TRAVAIL DEMANDÉ:
- 1) D'après l'extrait sur l'Église arménienne, jusqu'en quelle année la nationalité « azerbaïdjanaise » n'existait-elle pas ?
- 2) Dans l'extrait sur l'Église arménienne, reproduisez le passage compris entre « La Russie nous » et « et non nationale. », bornes incluses, en substituant « années » à « décennies ».

EXTRAIT:

┌────────

RELIGION & POLITIQUE : De notre vision de la nation, de l’Arménie et de l’Église

Dans le contexte de la crise qui secoue le monde arménien au sujet des relations entre une partie de la hiérarchie de l’Église apostolique arménienne et le gouvernement de N. Pachinian, de nombreux observateurs venus de tous horizons livrent leurs analyses sur cette question. Jamais sans doute, nous n’aurons entendu autant de théologiens, de spécialistes du Droit canonique et de l’histoire de l’Église arménienne. Parmi ceux-ci, des « amis russes » qui prétendent voler « au secours de l’Église arménienne ». Les interventions de certains d’entre eux semblent pourtant plus motivées par des impératifs politiques que par une défense sincère et désintéressée de notre institution ecclésiale. En observateur exercé, Vahram Atanessian décortique les arguments de Stanislav Tarassov, une plume renommée du site russe « Regnum », et dénonce sa vision « colonialiste » héritée de l’empire russe d’un peuple arménien réduit à une entité religieuse « arméno-grégorienne »[1], alors qu’il accorde aux Azerbaïdjanais un statut de peuple héritier d’une tradition étatique pourtant largement infondée.

GORUNE

La Russie nous considère toujours comme la « communauté arméno-grégorienne »

Nous le répétons sans cesse depuis  des décennies. Jusqu’en 1936, il n’existait pas de nationalité « azerbaïdjanaise ». C’est Joseph Staline qui a décidé de nommer ainsi les habitants de cette région. C’est, un fait incontestable. Même à l’époque soviétique, la population turcophone d’Azerbaïdjan ne se qualifiait pas d’« azerbaïdjanaise », mais simplement de « musulmane ». Selon les recensements de la période tsariste, la population turcophone de Transcaucasie était alors appelée « Tatars du Caucase ». De notre côté, nous faisions mine d’ignorer que ce même gouvernement tsariste nous reconnaissait alors en tant  qu’ « Arméno-grégoriens, ». Autrement dit, il mettait l’accent sur notre identité religieuse, et non nationale.

└────────

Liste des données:

┌────────

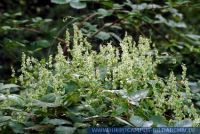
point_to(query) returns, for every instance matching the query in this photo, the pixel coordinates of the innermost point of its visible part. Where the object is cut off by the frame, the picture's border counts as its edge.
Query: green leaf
(184, 123)
(70, 86)
(6, 28)
(147, 124)
(17, 99)
(50, 98)
(103, 12)
(103, 35)
(157, 119)
(193, 36)
(8, 86)
(64, 130)
(56, 121)
(78, 5)
(4, 118)
(44, 104)
(137, 121)
(41, 44)
(2, 97)
(137, 96)
(123, 121)
(16, 127)
(60, 1)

└────────

RÉPONSES DANS L'ORDRE:
- 1) Jusqu'en 1936.

- 2)
La Russie nous considère toujours comme la « communauté arméno-grégorienne »

Nous le répétons sans cesse depuis  des années. Jusqu’en 1936, il n’existait pas de nationalité « azerbaïdjanaise ». C’est Joseph Staline qui a décidé de nommer ainsi les habitants de cette région. C’est, un fait incontestable. Même à l’époque soviétique, la population turcophone d’Azerbaïdjan ne se qualifiait pas d’« azerbaïdjanaise », mais simplement de « musulmane ». Selon les recensements de la période tsariste, la population turcophone de Transcaucasie était alors appelée « Tatars du Caucase ». De notre côté, nous faisions mine d’ignorer que ce même gouvernement tsariste nous reconnaissait alors en tant  qu’ « Arméno-grégoriens, ». Autrement dit, il mettait l’accent sur notre identité religieuse, et non nationale.